_Extrait choisi_.

Jean-Denis Combrexelle : “il ne suffit pas d’ajouter des couches normatives supplémentaires pour relancer la négociation collective”

La mission d’information sur le paritarisme continue ses réunions, auditions et tables rondes. Lors de la réunion du 18 novembre 2015, la mission d’information a auditionné Jean-Denis Combrexelle, président de la section sociale du Conseil d’Etat et ancien directeur général du travail, également auteur du fameux rapport Combrexelle sur la négociation collective, le travail et l’emploi. 

 

Un constat : des accords collectifs de faible qualité

M. Combrexelle commence son audition en rappelant que s’il est “de bon ton de dire que avec ses 3 000 pages, le code du travail sature le dialogue social et la négociation collective, et tue l’initiative, la réalité s’avère plus compliquée”. Il affirme que sur le plan juridique, le droit social français renvoie davantage à la négociation collective que le droit allemand : mais en pratique, c’est autrement différent. L’objectif du rapport qu’il a rendu était de partir de ce constat paradoxal pour proposer des avancées concrètes sur le plan de la négociation collective. 

Il ne remet pas en question le nombre d’accords qui peuvent être signés par la négociation, au contraire M. Combrexelle dévoile des statistiques plutôt favorables à ce niveau, mais il parle d’un problème sur le plan qualitatif :”J’ai présidé pendant treize ans la commission d’extension des accords, compétente pour valider les accords de branche, et j’ai pu constater qu’ils ne font souvent que paraphraser le code du travail, voire qu’ils sont parfois en retrait par rapport à lui, sur des sujets comme l’égalité entre les hommes et les femmes. Il ne suffit donc pas d’ajouter des couches normatives supplémentaires pour relancer la négociation collective”. 

Comme l’une des sources du problème, M. Combrexelle souligne le manque d’attractivité des syndicats de salariés : “leurs négociateurs appartiennent souvent à la tranche d’âge des seniors”. Il ne manque pas non plus de relater les difficultés du côté des entreprises et du monde patronal : “les directeurs des ressources humaines n’ont souvent pas de place au sein du comité exécutif des groupes, car le dialogue social n’est pas considéré comme un sujet central”. Il estime également que “dans la réflexion sur la stratégie, la négociation collective et le dialogue social ne sont pas déterminants” dans les entreprises.

_Consignes_.
1. D'après l'extrait sur l'audition de Jean-Denis Combrexelle, combien d'années a-t-il présidé la commission d'extension des accords ?
2. Reprenez l'extrait sur l'audition de Jean-Denis Combrexelle à la suite de sa dernière phrase.
Le matériel présenté ensuite est distinct de cet extrait et sans lien avec lui.

_Document source_.
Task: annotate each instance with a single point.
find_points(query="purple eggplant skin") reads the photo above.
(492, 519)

_Réponses par consigne_.
1. Il l'a présidée pendant treize ans.

2.
Jean-Denis Combrexelle n’oublie pas non plus de rappeler le rôle qu’ont à jouer l’administration et les pouvoirs publics. Il critique le fait de partir d’une loi renvoyant dans un premier temps au dialogue social et fixant malgré tout de nouvelles normes “qui sont autant de verrous, loin de l’intention initiale”. 

Il conclut sa première intervention en affirmant que supprimer des pages dans le Code du travail ne suffirait pas à améliorer la situation, c’est le système dans son ensemble qui devrait être modifié. 

 

Le refus catégorique de l’inversion de la hiérarchie des normes

M. Combrexelle rappelle le nécessaire travail de réécriture du Code du travail qui doit être fait car, dit-il, il s’agit d’un droit qui s’applique quotidiennement et qui doit être clair. La distinction entre droit impératif et négociation doit être plus nette selon lui. Il estime que cela doit être fait rapidement pour quatre volets précis : temps de travail, conditions de travail, emploi et salaires. L’objectif serait de donner la priorité aux accords d’entreprises visant ces 4 sujets. 

Sur la question de l’inversion de la hiérarchie des normes, il affirme que son rapport ne prévoit aucunement une telle opération : “Nous n’avons rien proposé de tel, ni même seulement un tel primat au profit de l’accord de branche”. Il aimerait que les accords d’entreprises puissent concerner davantage de sujets car selon lui “le code du travail ne saurait, comme tombé du ciel, régir toutes les situations dans le détail”. M. Combrexelle pense qu’il faut avant tout chercher à trouver le bon équilibre entre les trois niveaux de normes : loi, accord de branche, accord d’entreprise.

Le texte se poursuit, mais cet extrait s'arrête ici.